# Exercise brief:
In the data below, find every line with the word "parked" and copy it out.

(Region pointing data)

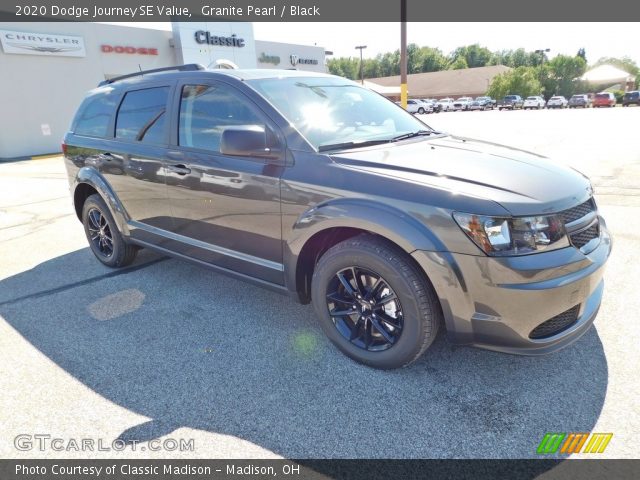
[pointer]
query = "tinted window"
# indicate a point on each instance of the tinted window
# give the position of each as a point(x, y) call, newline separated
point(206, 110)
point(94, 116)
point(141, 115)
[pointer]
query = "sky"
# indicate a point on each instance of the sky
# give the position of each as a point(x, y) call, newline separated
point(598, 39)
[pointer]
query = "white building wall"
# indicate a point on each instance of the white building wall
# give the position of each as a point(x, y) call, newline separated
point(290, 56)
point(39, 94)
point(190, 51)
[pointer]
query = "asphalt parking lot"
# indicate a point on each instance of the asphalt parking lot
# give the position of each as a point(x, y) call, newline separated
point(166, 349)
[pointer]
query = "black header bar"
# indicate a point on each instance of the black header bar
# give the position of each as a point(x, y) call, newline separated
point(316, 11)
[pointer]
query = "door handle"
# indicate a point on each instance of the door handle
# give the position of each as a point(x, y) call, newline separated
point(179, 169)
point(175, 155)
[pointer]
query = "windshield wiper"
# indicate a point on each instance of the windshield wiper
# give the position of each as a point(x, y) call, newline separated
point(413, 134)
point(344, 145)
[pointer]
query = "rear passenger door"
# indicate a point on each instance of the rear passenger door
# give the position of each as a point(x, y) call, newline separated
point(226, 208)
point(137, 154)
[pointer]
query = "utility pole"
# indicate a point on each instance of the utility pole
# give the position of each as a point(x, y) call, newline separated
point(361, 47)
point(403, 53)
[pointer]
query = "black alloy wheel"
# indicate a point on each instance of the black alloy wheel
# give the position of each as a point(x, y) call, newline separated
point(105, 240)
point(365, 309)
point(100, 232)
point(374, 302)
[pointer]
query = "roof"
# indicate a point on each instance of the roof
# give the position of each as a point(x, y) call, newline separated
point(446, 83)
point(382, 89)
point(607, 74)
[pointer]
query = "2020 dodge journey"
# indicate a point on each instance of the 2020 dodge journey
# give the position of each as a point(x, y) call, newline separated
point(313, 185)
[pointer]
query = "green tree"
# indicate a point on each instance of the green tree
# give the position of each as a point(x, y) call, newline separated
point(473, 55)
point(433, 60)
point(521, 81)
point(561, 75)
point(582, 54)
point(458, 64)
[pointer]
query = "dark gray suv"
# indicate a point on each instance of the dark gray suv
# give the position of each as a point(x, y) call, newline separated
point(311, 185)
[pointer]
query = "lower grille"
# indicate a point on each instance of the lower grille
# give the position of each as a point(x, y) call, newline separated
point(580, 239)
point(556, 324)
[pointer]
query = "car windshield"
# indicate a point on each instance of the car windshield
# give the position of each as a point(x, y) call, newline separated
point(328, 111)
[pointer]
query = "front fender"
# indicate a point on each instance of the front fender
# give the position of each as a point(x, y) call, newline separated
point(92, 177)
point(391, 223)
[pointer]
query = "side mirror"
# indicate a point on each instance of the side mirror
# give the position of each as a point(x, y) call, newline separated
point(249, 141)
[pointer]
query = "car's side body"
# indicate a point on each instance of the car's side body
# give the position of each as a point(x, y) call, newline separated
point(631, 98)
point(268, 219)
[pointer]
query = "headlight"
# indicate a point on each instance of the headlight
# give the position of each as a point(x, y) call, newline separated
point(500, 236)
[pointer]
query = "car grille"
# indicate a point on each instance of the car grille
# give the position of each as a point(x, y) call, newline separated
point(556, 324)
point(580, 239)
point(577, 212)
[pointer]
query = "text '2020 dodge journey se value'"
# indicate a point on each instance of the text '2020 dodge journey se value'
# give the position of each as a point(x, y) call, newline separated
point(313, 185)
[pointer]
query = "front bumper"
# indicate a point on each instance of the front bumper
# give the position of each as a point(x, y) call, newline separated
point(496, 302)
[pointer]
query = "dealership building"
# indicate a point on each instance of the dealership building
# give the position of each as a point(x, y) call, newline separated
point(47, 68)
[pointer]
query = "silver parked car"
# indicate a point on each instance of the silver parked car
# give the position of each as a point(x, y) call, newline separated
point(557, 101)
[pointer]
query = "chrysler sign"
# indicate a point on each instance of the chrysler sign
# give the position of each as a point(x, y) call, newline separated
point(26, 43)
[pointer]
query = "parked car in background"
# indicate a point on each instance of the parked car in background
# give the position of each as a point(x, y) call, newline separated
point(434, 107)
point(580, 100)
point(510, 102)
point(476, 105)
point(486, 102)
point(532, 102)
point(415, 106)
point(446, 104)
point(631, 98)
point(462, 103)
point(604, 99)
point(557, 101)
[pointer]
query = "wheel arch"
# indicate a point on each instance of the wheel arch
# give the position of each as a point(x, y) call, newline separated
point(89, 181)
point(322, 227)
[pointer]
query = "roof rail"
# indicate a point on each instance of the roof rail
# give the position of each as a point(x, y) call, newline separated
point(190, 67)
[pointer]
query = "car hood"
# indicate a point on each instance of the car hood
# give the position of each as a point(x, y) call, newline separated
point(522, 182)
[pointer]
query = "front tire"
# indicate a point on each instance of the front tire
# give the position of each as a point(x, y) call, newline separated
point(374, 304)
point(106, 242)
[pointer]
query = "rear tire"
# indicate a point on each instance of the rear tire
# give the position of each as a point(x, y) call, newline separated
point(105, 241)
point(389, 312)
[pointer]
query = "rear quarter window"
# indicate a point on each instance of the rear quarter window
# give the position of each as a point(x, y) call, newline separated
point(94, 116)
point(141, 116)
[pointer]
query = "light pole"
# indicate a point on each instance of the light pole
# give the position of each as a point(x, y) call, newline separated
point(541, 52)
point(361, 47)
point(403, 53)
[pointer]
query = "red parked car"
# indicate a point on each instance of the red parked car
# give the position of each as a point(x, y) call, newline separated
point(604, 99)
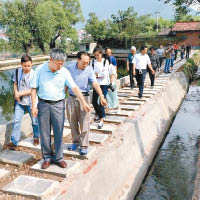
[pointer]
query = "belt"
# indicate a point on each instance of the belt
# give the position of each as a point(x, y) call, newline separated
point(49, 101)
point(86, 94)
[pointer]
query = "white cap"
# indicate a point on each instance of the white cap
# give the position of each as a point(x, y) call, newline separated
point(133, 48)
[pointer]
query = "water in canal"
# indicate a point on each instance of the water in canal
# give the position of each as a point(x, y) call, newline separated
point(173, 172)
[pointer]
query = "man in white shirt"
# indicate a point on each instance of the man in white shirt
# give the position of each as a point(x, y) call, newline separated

# Expected answer:
query = "silver parked car"
# indicate a point on each instance of the silver parked car
query = "parked car in background"
# indicate a point on each instance of the parked car in background
query = "red parked car"
# indicate a point on each instance of the red parked car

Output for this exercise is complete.